→ DOKUMENTTEXT
KOLUMNE
Die Karl-Kolumne ergänzt die Printausgabe des Karl. Die Kolumne präsentiert Rezensionen aktueller und alter Schachbücher, Betrachtungen über die Literatur, Kultur und Psychologie des Schachs und gelegentliche Kommentare zum aktuellen Schachgeschehen.
DAS FÜHRENDE WERK ZUR ERÖFFNUNGSTHEORIE
Von FM Joachim Wintzer
Genna Sosonko und Paul van der Sterren (Hrsg.):
New In Chess Yearbook 64 (2002).
Periodical Analysis of Current Opening Practice.
New In Chess 2002
Sprache: Englisch
Softcover oder Hardcover, 236 S.,
23,40 Euro (Softcover)
29,95 Euro (Hardcover)
(Das Belegexemplar wurde freundlicherweise von der Firma Niggemann zur Verfügung gestellt.)
ÜBER DIE HERAUSGEBER
Die Herausgeber des New in Chess Yearbook, die holländischen Großmeister Genna Sosonko und Paul van der Sterren, haben als Autoren schon eine Reihe von Schachbüchern veröffentlicht. Zum Team des Jahrbuchs gehören weiterhin René Olthof als Supervisor und Ken Neat als Übersetzer aus dem Russischen.
DAS PROJEKT NEW IN CHESS
Anfang der achtziger Jahre kam NIC mit drei ambitionierten Produkten auf den Markt: dem NIC-Magazine mit Chefredakteur Jan Timman, den NIC Keybooks, einer zwei-bändigen Eröffnungsenzyklopädie, und dem NIC Yearbook. Das acht Mal im Jahr erscheinende NIC-Magazine hat sich am Markt durchgesetzt. Von vielen Schachspielern wird es für die beste Schachzeitung der Welt gehalten. Dagegen scheiterte der Versuch, dem ECO-System und den jugoslawischen Eröffnungsenzyklopädien Konkurrenz zu machen. Das neue Klassifikationssystem wird zwar weiter in NIC-Produkten verwandt, es erschienen aber keine Neuauflagen der Keybooks. Die NIC Yearbooks standen im Wettbewerb mit dem Informator. Bald musste NIC einsehen, dass seine Sammlung der neuesten Partien im Informator-Stil kommentiert (also ohne Worterklärungen) nicht mit dem Original konkurrieren konnte. Die meisten Großmeister sandten ihre Partieannotationen weiter nach Belgrad. Um die Konkurrenzfähigkeit des Produktes zu erhöhen, ging NIC daher dazu über, nicht mehr dem Informator, sondern der Loseblattsammlung Schach-Archiv Konkurrenz zu machen. Die Jahrbücher enthielten seitdem kurze Eröffnungsübersichten und ausführliche Theorieartikel. Das Schach-Archiv erscheint schon seit Jahren nicht mehr, sodass das NIC Yearbook in diesem Marksegment (nahezu) konkurrenzlos ist.

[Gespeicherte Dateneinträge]

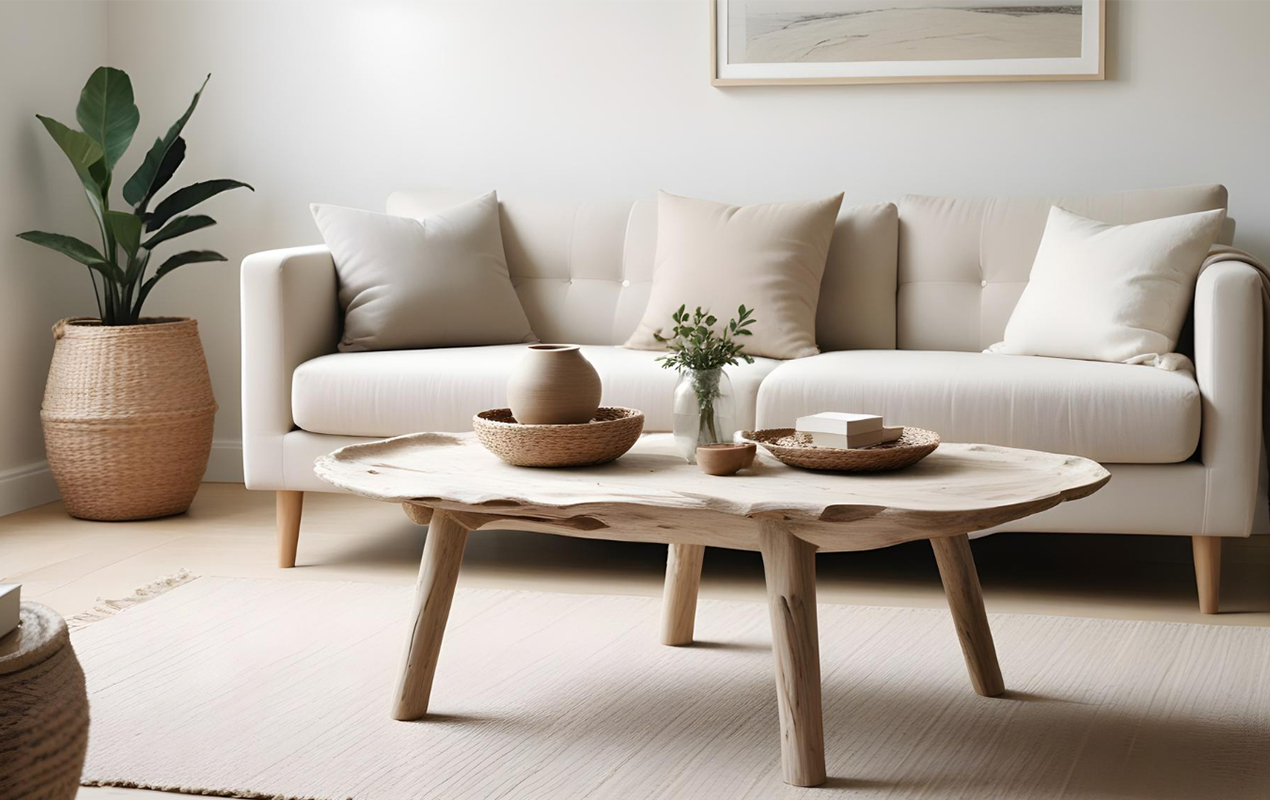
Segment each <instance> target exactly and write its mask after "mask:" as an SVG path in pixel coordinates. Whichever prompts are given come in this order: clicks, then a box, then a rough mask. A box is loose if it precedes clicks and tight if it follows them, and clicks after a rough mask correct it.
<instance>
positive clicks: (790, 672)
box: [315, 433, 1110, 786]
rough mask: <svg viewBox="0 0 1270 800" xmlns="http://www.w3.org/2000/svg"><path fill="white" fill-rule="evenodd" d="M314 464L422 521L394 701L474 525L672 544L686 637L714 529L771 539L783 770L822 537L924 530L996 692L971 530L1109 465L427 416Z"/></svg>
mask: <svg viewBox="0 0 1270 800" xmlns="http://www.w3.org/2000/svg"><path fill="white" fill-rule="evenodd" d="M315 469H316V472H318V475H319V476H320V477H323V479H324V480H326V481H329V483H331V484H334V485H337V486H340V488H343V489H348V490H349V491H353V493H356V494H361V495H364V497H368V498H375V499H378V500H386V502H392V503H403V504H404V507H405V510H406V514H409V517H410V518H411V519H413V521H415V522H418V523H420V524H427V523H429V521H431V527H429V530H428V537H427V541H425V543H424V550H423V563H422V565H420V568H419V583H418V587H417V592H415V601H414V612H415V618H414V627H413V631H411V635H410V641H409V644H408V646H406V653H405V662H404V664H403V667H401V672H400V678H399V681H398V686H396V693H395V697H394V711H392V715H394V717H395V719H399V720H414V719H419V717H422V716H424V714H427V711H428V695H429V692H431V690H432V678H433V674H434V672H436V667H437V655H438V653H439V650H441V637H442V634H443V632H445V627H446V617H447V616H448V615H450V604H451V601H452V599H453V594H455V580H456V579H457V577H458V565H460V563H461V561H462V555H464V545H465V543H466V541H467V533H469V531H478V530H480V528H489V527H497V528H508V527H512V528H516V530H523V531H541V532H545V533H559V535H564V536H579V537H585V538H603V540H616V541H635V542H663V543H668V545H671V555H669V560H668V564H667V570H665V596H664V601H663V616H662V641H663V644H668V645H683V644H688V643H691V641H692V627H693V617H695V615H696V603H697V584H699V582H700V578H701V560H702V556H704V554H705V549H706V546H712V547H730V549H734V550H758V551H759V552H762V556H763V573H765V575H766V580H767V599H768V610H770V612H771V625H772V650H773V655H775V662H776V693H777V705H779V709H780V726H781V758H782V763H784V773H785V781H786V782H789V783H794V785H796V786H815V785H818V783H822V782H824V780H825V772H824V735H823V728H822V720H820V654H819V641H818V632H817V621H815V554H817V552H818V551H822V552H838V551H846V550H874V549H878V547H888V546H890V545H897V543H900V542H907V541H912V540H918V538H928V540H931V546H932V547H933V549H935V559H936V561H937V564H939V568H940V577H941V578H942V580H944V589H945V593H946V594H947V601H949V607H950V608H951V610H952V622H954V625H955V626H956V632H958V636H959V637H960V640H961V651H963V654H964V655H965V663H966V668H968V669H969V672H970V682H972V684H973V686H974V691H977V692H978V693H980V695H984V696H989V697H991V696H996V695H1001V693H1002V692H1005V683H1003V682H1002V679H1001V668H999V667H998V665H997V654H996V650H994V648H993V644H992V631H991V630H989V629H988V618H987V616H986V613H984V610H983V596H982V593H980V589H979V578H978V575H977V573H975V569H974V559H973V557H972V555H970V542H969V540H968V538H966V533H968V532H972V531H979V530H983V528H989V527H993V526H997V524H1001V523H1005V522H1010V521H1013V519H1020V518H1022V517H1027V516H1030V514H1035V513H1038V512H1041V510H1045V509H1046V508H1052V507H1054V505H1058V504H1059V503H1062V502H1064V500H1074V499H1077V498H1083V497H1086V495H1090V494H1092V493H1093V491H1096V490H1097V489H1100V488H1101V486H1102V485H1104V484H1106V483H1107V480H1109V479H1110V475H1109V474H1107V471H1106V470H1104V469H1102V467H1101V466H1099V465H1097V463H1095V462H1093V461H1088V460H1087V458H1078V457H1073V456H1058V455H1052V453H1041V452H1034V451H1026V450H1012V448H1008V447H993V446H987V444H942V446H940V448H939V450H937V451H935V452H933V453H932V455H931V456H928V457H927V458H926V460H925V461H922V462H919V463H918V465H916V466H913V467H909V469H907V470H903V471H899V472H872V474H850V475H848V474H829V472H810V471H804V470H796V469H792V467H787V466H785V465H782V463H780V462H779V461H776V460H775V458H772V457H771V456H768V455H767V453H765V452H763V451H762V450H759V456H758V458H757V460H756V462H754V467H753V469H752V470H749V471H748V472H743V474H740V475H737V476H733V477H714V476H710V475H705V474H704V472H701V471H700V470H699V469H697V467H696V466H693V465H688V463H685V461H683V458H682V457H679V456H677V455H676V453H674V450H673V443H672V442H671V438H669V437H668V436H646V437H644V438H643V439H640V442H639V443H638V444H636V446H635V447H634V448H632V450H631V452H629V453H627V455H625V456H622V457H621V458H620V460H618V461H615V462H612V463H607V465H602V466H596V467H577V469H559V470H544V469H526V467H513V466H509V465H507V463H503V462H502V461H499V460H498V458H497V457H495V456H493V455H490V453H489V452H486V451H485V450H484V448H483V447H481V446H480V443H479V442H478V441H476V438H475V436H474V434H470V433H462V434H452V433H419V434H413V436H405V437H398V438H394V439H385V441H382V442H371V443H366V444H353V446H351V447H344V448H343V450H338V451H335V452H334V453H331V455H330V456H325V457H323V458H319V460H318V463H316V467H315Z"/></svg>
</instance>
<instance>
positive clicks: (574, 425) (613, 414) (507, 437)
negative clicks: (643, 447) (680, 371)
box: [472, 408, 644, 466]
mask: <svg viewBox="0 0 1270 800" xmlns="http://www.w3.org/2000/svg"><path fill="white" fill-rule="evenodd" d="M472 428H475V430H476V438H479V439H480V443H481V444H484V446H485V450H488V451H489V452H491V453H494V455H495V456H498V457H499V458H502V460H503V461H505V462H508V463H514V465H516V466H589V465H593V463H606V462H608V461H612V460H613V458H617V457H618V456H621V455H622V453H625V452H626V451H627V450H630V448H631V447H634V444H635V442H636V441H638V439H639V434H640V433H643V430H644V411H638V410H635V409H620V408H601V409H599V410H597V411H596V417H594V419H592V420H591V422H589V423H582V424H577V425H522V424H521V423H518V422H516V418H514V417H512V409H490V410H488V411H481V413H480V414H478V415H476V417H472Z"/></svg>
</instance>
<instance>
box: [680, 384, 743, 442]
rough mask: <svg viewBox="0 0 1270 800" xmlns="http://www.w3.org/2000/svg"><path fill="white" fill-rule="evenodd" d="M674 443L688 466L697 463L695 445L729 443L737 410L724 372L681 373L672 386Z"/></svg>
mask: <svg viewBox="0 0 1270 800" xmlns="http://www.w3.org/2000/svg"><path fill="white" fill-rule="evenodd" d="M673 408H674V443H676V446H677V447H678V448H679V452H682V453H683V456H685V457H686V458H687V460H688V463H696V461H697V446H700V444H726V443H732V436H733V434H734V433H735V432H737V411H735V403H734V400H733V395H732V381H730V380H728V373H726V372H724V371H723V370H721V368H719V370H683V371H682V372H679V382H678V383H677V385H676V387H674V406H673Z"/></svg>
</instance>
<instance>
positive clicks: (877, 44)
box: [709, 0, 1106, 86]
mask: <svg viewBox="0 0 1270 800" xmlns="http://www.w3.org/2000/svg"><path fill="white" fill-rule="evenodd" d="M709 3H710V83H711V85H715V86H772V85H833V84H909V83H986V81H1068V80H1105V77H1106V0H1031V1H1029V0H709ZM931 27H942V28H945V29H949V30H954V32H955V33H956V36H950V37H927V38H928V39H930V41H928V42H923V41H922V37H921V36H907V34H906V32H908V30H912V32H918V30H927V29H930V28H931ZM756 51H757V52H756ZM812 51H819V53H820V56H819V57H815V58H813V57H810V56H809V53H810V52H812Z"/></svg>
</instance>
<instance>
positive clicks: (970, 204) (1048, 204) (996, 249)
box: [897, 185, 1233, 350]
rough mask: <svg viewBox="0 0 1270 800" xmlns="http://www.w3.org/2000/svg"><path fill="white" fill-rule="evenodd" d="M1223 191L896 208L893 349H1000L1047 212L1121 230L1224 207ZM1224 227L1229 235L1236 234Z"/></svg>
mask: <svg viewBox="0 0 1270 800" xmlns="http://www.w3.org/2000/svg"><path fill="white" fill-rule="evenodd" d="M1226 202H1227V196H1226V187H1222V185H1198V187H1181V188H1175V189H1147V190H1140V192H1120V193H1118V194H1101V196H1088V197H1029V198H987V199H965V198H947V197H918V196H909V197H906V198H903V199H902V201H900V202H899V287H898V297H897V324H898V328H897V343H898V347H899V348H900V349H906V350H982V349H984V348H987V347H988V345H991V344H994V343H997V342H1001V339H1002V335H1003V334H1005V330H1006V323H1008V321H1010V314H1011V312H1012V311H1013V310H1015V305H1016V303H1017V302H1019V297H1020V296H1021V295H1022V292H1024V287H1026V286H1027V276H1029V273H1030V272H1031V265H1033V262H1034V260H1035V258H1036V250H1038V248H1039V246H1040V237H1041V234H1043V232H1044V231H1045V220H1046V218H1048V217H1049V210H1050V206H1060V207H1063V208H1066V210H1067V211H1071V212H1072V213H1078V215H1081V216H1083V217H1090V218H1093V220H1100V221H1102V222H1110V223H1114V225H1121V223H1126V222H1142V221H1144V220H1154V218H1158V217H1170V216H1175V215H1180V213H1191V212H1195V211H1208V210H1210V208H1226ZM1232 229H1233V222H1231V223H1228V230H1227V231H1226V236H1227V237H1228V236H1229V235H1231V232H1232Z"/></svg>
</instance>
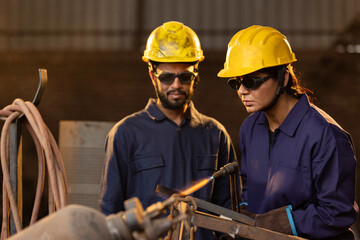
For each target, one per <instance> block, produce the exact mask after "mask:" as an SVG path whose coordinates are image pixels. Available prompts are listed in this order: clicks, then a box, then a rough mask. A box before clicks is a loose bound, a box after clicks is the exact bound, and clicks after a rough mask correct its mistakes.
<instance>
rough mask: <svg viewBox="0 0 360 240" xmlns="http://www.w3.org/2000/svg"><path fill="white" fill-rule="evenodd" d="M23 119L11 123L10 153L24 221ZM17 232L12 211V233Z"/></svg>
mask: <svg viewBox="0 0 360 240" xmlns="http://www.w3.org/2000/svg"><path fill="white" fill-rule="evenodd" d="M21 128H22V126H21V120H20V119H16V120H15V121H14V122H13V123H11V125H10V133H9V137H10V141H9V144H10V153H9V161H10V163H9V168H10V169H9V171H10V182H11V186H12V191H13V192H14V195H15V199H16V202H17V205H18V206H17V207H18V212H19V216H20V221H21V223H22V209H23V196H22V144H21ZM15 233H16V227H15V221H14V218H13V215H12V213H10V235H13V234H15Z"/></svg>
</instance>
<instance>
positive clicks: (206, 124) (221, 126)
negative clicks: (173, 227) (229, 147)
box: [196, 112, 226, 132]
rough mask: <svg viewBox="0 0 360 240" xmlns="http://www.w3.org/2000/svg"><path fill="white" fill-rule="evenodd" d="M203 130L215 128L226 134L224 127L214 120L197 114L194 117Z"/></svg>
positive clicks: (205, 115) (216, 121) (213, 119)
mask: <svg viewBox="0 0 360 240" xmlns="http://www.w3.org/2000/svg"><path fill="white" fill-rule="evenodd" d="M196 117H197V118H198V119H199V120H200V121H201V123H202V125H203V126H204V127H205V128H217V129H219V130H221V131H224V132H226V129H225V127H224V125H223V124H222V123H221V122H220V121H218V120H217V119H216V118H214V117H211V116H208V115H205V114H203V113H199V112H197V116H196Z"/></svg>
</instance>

→ ANWEISUNGEN
a: Wie oft im Jahr erscheint laut der Kolumne das NIC-Magazine?
b: Gib aus der Kolumne den Abschnitt unverändert wieder, der mit den Worten „Periodical Analysis of“ beginnt und mit „29,95 Euro (Hardcover)“ endet.
Stütze dich ausschließlich auf den Text.

→ LÖSUNGEN
a: Acht Mal im Jahr.

b:
Periodical Analysis of Current Opening Practice.
New In Chess 2002
Sprache: Englisch
Softcover oder Hardcover, 236 S.,
23,40 Euro (Softcover)
29,95 Euro (Hardcover)